Wherever a line of the listing holds the string "rough", copy that line.

=== EXTRACTED DATA ===

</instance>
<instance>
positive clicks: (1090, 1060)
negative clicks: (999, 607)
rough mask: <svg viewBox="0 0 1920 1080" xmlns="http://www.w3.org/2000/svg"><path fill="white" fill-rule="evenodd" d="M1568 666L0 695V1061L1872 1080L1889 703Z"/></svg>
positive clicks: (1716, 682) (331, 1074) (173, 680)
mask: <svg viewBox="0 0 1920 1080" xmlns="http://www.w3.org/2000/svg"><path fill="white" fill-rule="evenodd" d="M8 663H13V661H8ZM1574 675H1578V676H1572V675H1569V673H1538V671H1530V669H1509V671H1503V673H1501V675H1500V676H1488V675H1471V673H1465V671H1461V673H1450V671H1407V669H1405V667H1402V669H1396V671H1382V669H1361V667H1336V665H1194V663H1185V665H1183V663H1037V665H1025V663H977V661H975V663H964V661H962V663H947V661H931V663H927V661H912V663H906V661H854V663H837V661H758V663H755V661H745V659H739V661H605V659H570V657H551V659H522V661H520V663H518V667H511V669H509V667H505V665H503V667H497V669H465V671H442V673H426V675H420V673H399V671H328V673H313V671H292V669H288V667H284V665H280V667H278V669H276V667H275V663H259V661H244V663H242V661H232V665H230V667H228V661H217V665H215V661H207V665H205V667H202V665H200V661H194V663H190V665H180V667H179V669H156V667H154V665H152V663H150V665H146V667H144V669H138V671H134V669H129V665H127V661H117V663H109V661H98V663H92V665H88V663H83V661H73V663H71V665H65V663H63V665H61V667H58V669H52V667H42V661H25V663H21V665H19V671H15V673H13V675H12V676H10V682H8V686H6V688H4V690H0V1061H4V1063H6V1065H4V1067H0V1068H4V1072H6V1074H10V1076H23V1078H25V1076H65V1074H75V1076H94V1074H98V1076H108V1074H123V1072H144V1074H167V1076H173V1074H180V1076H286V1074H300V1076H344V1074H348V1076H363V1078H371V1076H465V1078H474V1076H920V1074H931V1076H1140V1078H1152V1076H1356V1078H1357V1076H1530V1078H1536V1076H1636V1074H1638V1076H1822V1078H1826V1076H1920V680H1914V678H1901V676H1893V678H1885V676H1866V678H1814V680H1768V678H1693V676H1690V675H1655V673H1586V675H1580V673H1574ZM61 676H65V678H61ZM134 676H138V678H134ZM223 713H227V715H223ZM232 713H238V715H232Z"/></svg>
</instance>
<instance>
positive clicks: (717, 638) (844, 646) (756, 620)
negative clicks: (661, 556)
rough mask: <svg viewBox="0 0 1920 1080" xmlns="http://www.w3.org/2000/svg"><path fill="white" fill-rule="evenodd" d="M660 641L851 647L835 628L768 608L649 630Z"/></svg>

===

TASK OUTPUT:
rough mask: <svg viewBox="0 0 1920 1080" xmlns="http://www.w3.org/2000/svg"><path fill="white" fill-rule="evenodd" d="M1568 666L0 695V1061L1872 1080L1889 703Z"/></svg>
rough mask: <svg viewBox="0 0 1920 1080" xmlns="http://www.w3.org/2000/svg"><path fill="white" fill-rule="evenodd" d="M660 641L851 647L835 628L768 608L649 630Z"/></svg>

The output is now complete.